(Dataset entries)
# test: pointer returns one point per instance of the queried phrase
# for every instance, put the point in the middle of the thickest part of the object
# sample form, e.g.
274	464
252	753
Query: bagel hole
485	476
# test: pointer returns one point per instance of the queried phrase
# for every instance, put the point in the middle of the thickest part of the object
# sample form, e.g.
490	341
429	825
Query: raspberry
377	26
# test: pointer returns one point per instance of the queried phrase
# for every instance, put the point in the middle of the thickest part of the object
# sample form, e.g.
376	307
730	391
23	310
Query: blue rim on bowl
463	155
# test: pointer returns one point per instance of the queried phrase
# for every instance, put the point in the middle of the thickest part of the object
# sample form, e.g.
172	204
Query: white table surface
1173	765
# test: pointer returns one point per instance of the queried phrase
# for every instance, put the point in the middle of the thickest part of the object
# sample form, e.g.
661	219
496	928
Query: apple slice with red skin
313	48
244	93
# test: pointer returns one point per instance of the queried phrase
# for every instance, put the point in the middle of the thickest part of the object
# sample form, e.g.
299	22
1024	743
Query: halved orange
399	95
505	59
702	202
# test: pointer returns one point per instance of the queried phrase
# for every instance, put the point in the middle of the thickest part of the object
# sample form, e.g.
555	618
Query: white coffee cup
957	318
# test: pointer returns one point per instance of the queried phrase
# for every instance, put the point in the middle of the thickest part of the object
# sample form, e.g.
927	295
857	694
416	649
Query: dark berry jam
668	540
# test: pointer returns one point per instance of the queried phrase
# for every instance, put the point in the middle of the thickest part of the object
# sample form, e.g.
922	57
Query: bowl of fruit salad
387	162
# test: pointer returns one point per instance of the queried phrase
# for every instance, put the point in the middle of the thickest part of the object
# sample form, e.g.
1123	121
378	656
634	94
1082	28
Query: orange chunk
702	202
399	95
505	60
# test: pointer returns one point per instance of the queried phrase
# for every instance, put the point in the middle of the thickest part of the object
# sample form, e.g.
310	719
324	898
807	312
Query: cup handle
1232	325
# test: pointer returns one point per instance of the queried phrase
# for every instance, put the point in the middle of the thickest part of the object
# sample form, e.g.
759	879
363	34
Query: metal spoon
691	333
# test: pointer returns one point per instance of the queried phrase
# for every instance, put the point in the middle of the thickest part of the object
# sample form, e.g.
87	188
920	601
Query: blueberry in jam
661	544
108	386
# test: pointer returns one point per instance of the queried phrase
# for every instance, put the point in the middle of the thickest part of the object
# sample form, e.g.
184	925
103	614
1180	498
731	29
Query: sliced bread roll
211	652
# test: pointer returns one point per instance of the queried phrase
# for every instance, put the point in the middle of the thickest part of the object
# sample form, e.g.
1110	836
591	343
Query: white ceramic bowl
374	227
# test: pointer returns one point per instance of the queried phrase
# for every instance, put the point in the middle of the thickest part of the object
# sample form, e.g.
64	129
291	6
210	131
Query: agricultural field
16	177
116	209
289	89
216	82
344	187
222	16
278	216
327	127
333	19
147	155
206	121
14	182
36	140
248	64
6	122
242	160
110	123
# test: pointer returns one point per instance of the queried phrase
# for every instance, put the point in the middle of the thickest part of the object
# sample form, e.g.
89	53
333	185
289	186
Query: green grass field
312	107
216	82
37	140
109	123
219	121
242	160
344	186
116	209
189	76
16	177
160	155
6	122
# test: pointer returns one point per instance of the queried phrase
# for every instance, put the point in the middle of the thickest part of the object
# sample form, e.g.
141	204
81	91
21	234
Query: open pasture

=== Exercise task ===
Please reproduce the entire listing, exactly as shown.

=== Exercise output ===
# test: pointer returns one point per instance of the queried phrase
# for every instance, put the point in the middle of the thickest part of the object
# sample form, e.g.
274	464
252	753
Query: bagel hole
485	476
# test: pointer returns one point per instance of the queried phrase
# for every instance, put the point in the middle of the thickest part of the object
# sample form, e.g.
490	341
429	825
Query: raspberry
377	26
# test: pointer returns one point per instance of the queried phrase
# for every instance, put the point in the middle of the thickest part of the object
# sample form, e.g.
376	307
730	391
23	310
Query: blue rim on bowl
463	155
# test: pointer returns one point per instance of the queried phrase
# for every instance, put the point in the middle of the thickest part of the object
# sample form, e.g.
172	204
Query: white table surface
1173	765
# test: pointer returns one point per instance of the queried phrase
# for every instance, put the point in the middle of the thickest part of the object
# sample form, e.g.
661	219
496	928
Query: apple slice with red skin
313	48
244	93
# test: pointer returns one point per instance of the queried phrase
# for every instance, put the point in the middle of the thickest part of the object
# sample form, e.g.
299	22
1024	743
Query: halved orange
399	95
505	59
702	202
# test: pointer returns one point per instance of the queried phrase
# for every instance, put the point in the middle of the thickest part of the object
# sample form, e.g.
555	618
Query: white coffee cup
957	318
# test: pointer returns one point per instance of the queried phrase
# for every instance, put the point in the middle of the thickest part of the object
# sample form, e.g.
927	295
857	694
416	649
Query: dark berry jam
668	540
# test: pointer returns one point per instance of the queried phrase
# for every instance, put the point in the middle of the thickest part of the object
# sample form, e.g.
922	57
Query: bowl of fruit salad
387	162
# test: pointer returns one point per instance of the queried phrase
# for every instance, put the point in the middle of the thickest part of the object
# sample form, e.g.
1123	121
378	656
634	94
1082	28
Query: orange chunk
702	202
399	95
505	60
# test: pointer returns one point per instance of the queried phrase
# for every instance, put the point in the middle of the thickest part of the object
# sample form, e.g.
310	719
324	898
807	312
Query: cup handle
1232	325
# test: pointer returns one point per instance of the queried phrase
# for every instance, put the point in the middle of the thickest part of the object
# sample form, e.g.
759	879
363	34
Query: metal spoon
691	333
# test: pointer returns one point per instance of the queried phrase
# for every instance, put the point in the middle of the thickest part of the object
# sample form, e.g.
87	188
920	601
Query: blueberry in jam
661	544
108	386
# test: pointer returns one point per instance of the queried phrase
# for every instance, put the point in the middle of the thickest part of the object
# sample form, e.g.
184	925
103	614
1180	498
731	29
Query: sliced bread roll
211	652
# test: pointer returns one point per instance of the queried phrase
# for every instance, put the point in the middle of the thickest part of the object
# sample form, e.g.
1110	836
591	343
Query: white ceramic bowl
374	227
# test: pointer returns one point per instance of the queried phrase
# for every instance, put the point in the middle of the thickest part of the object
# sample form, e.g.
64	129
291	6
210	131
Query: agricultural field
16	177
116	209
289	89
216	82
344	187
222	16
278	216
327	127
333	19
147	155
206	121
14	182
36	140
248	64
6	122
242	160
110	123
# test: pointer returns one point per instance of the queried phrase
# for every instance, put the point in the middle of the thickest part of the object
# sample form, e.g.
89	53
333	185
289	186
Query: green grass field
312	107
216	82
37	140
109	123
219	121
242	160
344	186
116	209
189	76
16	177
160	155
6	122
# test: pointer returns one point per instance of the queried phrase
# for every instance, put the point in the middle of the thickest part of the object
# sample form, e.g.
141	204
81	91
21	234
Query: open pasture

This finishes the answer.